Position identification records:
__________________________________________________

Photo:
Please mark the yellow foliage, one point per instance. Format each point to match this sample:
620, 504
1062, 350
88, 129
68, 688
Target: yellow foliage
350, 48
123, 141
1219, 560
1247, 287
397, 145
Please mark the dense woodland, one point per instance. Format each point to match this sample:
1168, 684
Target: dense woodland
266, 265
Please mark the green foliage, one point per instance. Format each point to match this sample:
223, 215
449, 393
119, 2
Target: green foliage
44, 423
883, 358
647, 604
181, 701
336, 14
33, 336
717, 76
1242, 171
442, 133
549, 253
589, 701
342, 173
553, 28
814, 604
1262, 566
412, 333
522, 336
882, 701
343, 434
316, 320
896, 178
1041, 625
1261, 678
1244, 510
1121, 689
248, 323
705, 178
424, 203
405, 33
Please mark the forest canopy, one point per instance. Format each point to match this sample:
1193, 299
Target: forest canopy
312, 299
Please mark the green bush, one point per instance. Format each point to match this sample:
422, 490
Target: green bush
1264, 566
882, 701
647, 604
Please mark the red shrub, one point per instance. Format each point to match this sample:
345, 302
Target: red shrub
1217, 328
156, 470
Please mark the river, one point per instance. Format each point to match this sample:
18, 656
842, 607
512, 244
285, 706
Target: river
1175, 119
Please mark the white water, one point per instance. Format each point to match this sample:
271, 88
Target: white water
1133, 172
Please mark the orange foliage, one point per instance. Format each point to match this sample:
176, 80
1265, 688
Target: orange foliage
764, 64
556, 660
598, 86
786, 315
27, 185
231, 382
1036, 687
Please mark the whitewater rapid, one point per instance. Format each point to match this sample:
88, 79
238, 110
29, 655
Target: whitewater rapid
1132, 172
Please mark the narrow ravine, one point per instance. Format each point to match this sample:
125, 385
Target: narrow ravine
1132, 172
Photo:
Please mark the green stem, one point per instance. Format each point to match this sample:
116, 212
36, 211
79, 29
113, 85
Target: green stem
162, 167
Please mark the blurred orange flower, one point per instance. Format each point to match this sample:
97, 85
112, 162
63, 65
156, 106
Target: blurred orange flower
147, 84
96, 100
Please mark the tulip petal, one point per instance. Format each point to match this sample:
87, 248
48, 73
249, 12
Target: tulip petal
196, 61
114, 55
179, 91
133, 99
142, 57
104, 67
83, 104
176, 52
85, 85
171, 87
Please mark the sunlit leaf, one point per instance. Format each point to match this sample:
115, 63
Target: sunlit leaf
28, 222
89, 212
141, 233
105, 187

__________________________________________________

- [YOUR OBJECTIVE]:
Could you quote the records word for word, from the line containing "Please mark the forest" through the end of the records, with both ends included?

- [WORKED SOLUTION]:
Please mark the forest canopy, one point per instance. Format each point to match this sample:
1193, 299
Target: forest canopy
312, 299
Please mark the green bush, one point per instance. Format each point to match this sample:
422, 490
Target: green bush
1264, 566
882, 701
647, 604
Please mark the red shrub, one point per instance. Format each point to match this sample:
345, 302
Target: red shrub
1217, 328
156, 470
Please mark the river, one point per instance. Format each point to match this sample:
18, 656
842, 607
512, 244
285, 706
Target: river
1175, 119
Please mark the white water, one point per instance. Format each point to match this sample:
271, 88
Target: white water
1133, 172
Please mark the orange foliage, one point per instance. Format each point to match this sample:
176, 80
1265, 688
Target: orange foliage
764, 64
556, 660
598, 86
786, 315
27, 185
231, 382
1036, 687
Please mark the whitewater rapid, one point per instance. Format each point to match this sample:
88, 79
238, 110
29, 655
Target: whitewater rapid
1132, 172
Please mark the narrow ravine, one point per instance. Format each point to match this sample:
125, 385
Target: narrow ravine
1132, 172
Photo:
Please mark the green stem, one point per instance. Format each point to match this sample:
116, 212
36, 211
79, 29
113, 85
Target: green stem
162, 167
Please mark the blurred orange flower, one point per instance. Format each point to match this sample:
97, 85
112, 162
63, 65
156, 106
Target: blurred orange flower
147, 84
96, 100
Please mark the tulip petal, one point per instance. Format each point to match this sample:
87, 248
48, 73
249, 12
Target: tulip petal
196, 61
114, 55
179, 91
133, 99
142, 57
104, 67
83, 104
176, 52
85, 85
171, 87
Please mark the sunlit leaf, one point per instance. Format each point to match this sample:
115, 63
Target: sunlit leaf
28, 222
89, 212
141, 233
105, 187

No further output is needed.